• _Extracted text_
5. Eric Spoelstra, Miami Heat:

History of Winning: 8
Reputation for Being Defensive-Minded: 7
Sideline Intensity: 7
Interview Irritability: 5
Refusal to Celebrate Wins: 8
Well-Dressed/Good Hair: 8

Total: 43

He still has a bit too much of that back-room, video-coordinator amicability, and sometimes he seems a little reticent to go after the media, as if he’s still afraid he’ll get in trouble with the boss if he does. Aside from that, though, Speolstra’s Coachiness bonafides are more legit with each passing year, as one of only four active coaches with an NBA title, a looking-forward mentality that doesn’t get caught up in wins even when his team racks up 25 or so of them in a row, and a style that can’t possibly hope to ever match the legend he replaced on the sidelines, but that’s very professional just the same. Pretty impressive.

4. Lionel Hollins, Memphis Grizzlies

History of Winning: 5
Reputation for Being Defensive-Minded: 9
Sideline Intensity: 6
Interview Irritability: 6
Refusal to Celebrate Wins: 7
Well-Dressed/Good Hair: 10

Total: 43

Again, just the one playoff series win — even if it was an 8/1 upset — but otherwise, it doesn’t get a lot Coachier than Lionel Hollins, a tough-minded sideline general with the toughest team in the league on the court to match. And of course, there probably isn’t a coach in the league with snazzier threads than Hollins, even rocking the pocket square, a look that few coaches have the balls to attempt these days, but which Hollins totally makes his own. Even his oft-noted distrust of advanced stats sorta makes him Coachier.

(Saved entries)

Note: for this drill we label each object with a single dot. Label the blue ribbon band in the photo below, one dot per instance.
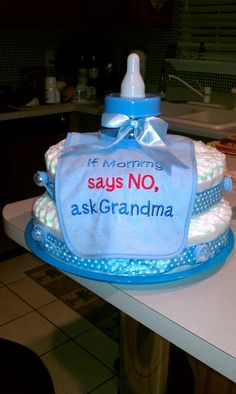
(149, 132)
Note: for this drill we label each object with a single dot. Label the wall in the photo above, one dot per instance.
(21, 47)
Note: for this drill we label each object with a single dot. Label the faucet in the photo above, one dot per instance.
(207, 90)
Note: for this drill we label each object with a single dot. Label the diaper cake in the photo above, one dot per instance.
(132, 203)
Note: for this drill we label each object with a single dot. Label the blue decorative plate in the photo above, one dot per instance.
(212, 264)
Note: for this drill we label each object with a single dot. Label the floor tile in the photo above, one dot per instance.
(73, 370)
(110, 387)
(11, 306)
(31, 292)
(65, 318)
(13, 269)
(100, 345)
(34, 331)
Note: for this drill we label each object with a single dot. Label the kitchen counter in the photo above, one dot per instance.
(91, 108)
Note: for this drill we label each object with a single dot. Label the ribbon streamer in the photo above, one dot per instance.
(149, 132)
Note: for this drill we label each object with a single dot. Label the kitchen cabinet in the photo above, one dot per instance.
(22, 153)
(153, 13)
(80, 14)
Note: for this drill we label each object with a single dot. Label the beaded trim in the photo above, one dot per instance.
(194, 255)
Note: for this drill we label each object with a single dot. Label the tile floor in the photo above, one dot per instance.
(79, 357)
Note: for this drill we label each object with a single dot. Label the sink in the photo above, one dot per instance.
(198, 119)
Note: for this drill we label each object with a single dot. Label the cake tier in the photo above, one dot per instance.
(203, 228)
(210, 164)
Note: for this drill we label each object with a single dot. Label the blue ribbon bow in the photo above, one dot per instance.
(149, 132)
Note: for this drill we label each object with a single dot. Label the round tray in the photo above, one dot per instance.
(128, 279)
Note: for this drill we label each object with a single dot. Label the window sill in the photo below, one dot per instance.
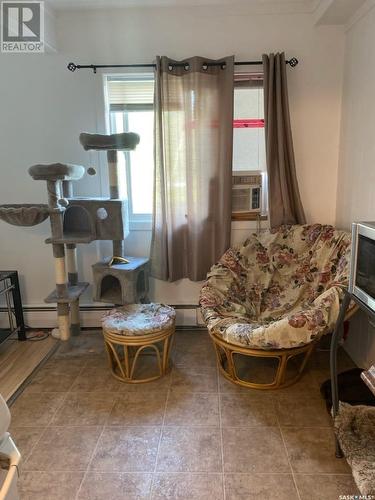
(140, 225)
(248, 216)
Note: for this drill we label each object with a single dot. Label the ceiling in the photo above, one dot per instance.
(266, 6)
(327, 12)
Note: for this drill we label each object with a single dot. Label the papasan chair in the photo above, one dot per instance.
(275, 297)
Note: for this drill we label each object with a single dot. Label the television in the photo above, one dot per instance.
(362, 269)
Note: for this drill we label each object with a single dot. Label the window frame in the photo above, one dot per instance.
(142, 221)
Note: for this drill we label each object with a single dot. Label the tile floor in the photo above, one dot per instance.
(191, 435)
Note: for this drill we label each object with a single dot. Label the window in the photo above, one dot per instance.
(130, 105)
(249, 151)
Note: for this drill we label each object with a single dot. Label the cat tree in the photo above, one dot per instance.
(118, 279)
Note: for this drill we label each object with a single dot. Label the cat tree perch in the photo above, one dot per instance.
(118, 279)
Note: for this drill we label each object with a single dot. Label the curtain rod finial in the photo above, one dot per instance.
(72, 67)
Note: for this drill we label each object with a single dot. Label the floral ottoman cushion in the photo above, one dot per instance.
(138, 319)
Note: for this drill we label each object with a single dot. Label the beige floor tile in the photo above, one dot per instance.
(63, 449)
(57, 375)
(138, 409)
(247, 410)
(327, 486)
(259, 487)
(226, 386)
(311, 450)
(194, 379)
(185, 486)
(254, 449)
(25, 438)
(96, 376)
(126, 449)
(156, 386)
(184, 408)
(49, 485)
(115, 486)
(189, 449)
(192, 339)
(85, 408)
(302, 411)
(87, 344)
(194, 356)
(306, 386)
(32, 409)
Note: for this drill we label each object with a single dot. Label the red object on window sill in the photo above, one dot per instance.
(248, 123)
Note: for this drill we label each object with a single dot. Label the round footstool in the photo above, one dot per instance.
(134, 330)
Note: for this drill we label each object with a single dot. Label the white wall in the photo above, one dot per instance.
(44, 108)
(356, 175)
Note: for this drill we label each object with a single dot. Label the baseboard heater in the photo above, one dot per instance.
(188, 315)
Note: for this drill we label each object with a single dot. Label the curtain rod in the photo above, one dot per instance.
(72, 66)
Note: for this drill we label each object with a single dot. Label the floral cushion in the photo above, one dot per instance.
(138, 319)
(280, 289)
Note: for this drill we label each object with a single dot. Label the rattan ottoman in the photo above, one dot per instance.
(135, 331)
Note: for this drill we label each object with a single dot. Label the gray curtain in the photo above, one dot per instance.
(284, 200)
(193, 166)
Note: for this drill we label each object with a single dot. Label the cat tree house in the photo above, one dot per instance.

• _Assigned task A_
Name every rating category used to score the coaches in the coach rankings.
• _Assigned task B_
Answer these questions from the coach rankings:
(i) What total score does Eric Spoelstra receive?
(ii) What score does Lionel Hollins get for Well-Dressed/Good Hair?
(iii) Spoelstra is one of how many active coaches with an NBA title?

• _Answer space A_
History of Winning
Reputation for Being Defensive-Minded
Sideline Intensity
Interview Irritability
Refusal to Celebrate Wins
Well-Dressed/Good Hair

• _Answer space B_
(i) 43
(ii) 10
(iii) Four